■ YOUR OBJECTIVE ■
Copy out the lines between the one containing "Reviewer note: verify that every instance of the monitor stand" and the one containing "<point>18,184</point>", inclusive, and replace "Found at" with "Located at" while keeping everything else unchanged.

■ THE RECORDS ■
:::::

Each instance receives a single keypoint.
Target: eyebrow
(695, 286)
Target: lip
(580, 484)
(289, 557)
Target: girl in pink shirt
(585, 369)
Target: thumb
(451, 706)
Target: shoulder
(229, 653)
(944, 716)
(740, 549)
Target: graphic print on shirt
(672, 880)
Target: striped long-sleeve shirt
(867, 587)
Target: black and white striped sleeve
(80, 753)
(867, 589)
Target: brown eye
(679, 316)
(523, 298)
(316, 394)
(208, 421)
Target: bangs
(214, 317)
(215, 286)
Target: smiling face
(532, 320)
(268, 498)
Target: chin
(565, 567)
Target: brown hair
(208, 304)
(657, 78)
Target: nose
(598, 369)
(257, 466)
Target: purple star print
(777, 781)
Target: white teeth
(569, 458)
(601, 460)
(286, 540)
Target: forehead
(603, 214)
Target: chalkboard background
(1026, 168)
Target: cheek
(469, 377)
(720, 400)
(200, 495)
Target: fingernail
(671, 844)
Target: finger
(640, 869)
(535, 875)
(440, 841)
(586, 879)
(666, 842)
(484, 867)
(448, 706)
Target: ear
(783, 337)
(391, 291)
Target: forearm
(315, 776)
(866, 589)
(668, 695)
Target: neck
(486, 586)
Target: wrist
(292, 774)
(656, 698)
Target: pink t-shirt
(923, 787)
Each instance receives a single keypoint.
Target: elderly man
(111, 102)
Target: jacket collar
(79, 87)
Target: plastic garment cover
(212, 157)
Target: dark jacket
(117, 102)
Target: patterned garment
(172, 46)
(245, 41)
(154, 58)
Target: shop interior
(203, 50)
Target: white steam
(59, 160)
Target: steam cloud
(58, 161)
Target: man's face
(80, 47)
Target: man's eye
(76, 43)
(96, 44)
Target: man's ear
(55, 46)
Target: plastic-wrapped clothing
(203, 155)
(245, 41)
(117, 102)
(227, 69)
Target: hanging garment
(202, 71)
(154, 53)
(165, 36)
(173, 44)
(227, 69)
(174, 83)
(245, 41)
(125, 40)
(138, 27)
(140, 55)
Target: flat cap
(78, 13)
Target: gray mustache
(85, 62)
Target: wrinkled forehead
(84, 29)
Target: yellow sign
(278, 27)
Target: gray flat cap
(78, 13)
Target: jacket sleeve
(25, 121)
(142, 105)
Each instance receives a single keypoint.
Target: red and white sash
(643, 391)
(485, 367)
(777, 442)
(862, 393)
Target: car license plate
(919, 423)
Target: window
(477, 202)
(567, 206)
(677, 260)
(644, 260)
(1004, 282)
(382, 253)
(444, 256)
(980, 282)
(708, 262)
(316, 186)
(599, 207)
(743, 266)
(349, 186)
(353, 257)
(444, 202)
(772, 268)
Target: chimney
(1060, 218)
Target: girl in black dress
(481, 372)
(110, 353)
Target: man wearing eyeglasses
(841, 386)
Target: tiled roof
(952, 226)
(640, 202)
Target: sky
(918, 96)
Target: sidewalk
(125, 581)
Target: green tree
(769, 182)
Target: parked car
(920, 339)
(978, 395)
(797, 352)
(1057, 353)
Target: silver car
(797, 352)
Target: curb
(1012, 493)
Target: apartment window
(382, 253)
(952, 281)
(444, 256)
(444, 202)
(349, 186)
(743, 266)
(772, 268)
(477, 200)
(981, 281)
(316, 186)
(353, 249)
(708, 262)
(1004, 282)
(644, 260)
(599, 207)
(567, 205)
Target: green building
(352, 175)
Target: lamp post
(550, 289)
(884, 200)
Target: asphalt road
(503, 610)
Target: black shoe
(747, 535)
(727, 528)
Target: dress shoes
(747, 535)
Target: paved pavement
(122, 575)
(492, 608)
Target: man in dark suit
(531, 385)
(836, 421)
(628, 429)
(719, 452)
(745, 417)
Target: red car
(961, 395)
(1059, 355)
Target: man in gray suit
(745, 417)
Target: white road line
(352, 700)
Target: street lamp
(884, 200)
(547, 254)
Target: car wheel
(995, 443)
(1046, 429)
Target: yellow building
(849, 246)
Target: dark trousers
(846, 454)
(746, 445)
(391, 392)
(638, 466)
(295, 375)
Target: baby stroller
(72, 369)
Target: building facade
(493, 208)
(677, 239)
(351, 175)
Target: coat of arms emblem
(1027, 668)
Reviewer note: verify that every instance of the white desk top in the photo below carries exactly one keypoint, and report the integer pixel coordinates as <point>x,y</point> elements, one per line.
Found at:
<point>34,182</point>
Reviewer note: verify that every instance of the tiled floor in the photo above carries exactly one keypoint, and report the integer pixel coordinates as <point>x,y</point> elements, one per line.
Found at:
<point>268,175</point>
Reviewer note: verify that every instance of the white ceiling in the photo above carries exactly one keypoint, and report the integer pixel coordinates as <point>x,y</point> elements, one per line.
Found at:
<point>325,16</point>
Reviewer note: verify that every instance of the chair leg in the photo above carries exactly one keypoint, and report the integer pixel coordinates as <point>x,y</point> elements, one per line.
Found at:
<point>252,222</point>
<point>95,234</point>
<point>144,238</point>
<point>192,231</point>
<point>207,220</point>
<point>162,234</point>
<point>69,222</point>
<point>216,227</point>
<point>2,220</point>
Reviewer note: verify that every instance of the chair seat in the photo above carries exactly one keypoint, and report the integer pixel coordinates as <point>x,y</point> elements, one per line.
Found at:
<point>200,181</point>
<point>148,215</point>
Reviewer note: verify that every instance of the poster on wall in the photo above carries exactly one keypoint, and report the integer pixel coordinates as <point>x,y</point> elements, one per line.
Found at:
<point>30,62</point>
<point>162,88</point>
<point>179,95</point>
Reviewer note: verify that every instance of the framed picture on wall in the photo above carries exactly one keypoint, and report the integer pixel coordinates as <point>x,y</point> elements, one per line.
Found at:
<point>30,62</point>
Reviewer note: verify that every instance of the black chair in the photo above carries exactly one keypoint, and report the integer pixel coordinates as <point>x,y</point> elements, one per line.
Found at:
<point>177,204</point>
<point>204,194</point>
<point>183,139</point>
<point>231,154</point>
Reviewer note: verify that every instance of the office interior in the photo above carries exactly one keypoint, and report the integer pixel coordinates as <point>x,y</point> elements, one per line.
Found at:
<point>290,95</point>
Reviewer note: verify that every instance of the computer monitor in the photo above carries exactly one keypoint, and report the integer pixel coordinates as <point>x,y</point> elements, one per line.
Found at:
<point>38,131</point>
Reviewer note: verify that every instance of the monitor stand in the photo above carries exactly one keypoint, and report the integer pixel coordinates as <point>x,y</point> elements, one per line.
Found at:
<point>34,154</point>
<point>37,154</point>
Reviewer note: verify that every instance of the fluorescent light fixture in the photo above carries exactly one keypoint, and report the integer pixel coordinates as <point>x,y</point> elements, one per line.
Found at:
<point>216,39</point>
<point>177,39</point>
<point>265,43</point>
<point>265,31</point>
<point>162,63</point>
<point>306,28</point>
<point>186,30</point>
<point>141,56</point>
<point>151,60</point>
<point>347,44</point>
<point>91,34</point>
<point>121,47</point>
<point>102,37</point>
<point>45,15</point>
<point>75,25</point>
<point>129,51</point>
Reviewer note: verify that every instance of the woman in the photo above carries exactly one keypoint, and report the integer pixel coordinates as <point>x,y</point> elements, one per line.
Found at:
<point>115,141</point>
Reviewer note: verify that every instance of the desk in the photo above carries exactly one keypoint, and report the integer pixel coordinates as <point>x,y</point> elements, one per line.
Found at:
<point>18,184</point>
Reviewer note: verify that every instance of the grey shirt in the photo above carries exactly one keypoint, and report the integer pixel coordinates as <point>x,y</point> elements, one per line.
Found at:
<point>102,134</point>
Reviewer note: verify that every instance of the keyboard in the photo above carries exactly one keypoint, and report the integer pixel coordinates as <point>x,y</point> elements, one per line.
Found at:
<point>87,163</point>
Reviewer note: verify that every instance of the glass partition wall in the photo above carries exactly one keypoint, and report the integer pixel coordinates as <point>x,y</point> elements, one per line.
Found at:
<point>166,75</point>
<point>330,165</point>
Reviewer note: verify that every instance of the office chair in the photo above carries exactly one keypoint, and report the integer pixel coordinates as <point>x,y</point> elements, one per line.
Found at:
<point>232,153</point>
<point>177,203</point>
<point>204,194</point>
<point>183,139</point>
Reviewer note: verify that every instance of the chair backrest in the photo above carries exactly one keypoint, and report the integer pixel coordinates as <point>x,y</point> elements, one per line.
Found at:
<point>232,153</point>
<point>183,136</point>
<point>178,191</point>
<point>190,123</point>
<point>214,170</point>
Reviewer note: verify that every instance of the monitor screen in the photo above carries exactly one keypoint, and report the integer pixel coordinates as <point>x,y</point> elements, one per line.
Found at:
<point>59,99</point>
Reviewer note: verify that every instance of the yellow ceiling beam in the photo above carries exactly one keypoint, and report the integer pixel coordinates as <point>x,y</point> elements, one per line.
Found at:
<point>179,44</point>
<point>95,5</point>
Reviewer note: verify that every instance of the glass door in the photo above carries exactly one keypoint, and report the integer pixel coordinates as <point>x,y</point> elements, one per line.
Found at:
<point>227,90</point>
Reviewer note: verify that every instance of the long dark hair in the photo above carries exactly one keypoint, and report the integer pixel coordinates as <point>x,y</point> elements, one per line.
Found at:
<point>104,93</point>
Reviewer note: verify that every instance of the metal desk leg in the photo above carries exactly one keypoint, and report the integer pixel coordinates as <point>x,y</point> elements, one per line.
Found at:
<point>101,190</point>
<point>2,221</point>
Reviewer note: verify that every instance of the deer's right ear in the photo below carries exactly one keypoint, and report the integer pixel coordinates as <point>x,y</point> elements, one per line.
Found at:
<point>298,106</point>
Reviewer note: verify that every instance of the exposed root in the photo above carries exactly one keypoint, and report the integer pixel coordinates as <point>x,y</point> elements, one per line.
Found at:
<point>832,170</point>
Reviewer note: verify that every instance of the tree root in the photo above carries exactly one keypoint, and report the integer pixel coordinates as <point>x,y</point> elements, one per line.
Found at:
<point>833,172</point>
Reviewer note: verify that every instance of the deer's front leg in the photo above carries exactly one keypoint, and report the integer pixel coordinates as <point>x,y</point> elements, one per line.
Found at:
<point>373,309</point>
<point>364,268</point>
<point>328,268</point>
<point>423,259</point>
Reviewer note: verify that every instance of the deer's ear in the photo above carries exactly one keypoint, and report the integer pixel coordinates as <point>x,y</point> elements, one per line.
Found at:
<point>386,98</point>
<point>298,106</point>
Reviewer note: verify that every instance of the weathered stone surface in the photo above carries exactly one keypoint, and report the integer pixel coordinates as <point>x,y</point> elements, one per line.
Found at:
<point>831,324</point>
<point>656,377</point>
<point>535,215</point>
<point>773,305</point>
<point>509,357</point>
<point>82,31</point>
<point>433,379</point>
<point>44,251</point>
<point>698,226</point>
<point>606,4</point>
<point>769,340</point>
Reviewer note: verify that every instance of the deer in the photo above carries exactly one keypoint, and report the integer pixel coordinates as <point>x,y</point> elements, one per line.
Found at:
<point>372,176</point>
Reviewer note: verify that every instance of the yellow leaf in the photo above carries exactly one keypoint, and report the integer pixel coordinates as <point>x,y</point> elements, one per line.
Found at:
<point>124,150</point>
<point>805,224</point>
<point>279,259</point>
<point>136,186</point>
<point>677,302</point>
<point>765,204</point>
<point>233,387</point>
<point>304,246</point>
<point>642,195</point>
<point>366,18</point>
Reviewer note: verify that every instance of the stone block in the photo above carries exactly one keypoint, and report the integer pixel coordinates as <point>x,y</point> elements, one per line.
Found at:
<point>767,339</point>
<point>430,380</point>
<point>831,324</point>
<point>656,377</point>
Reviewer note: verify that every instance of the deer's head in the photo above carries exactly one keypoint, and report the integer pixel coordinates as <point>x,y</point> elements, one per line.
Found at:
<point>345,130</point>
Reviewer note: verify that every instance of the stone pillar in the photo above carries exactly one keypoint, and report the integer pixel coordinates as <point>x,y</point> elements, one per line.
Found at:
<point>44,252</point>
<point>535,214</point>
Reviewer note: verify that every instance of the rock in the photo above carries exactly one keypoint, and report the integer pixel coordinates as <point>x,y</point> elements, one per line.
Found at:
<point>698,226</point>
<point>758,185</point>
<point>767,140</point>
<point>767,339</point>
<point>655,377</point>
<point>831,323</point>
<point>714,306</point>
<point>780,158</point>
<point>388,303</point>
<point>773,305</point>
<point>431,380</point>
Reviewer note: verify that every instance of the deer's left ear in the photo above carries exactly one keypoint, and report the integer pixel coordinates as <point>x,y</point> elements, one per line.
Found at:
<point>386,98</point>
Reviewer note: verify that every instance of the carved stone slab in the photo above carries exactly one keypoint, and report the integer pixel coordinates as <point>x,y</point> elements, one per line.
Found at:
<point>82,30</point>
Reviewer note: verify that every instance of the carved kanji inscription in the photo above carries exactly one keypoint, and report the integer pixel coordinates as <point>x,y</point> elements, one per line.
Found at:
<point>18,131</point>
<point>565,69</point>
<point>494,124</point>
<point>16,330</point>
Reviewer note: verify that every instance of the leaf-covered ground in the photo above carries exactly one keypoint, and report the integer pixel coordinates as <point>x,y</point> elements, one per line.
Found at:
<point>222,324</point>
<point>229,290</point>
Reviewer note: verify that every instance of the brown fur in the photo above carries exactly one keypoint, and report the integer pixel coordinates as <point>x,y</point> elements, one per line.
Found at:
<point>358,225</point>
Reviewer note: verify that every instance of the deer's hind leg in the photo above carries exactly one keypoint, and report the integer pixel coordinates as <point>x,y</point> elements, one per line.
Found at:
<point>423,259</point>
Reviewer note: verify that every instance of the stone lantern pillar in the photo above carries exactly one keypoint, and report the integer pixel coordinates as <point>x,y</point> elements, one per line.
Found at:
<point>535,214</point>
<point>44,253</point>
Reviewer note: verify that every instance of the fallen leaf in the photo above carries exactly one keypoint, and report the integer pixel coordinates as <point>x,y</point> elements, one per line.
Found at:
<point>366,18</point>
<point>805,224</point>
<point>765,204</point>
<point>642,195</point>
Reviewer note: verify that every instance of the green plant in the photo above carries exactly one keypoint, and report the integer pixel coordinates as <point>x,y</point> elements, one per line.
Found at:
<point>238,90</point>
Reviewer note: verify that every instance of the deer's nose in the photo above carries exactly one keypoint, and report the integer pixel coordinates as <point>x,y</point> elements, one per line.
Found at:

:::::

■ REPLY ■
Reviewer note: verify that every instance of the monitor stand in the photo above carries exactly one keypoint, and report the integer pixel coordinates as <point>x,y</point> elements, one per line.
Located at:
<point>34,154</point>
<point>37,154</point>
Reviewer note: verify that every instance of the fluorescent light fixture in the photo above carries exactly one keypoint, and report the integer pixel coordinates as <point>x,y</point> elements, one per line.
Located at:
<point>216,39</point>
<point>177,39</point>
<point>265,43</point>
<point>265,31</point>
<point>162,63</point>
<point>306,28</point>
<point>186,30</point>
<point>141,56</point>
<point>151,60</point>
<point>347,44</point>
<point>91,34</point>
<point>121,47</point>
<point>102,37</point>
<point>45,15</point>
<point>75,25</point>
<point>129,51</point>
Reviewer note: verify that every instance of the woman in the photo above carries exactly one keypoint, and report the integer pixel coordinates as <point>x,y</point> elements, one per line.
Located at:
<point>115,141</point>
Reviewer note: verify that every instance of the desk in the photo above carries exactly one keypoint, and report the integer pixel coordinates as <point>x,y</point> elements, one per line.
Located at:
<point>18,184</point>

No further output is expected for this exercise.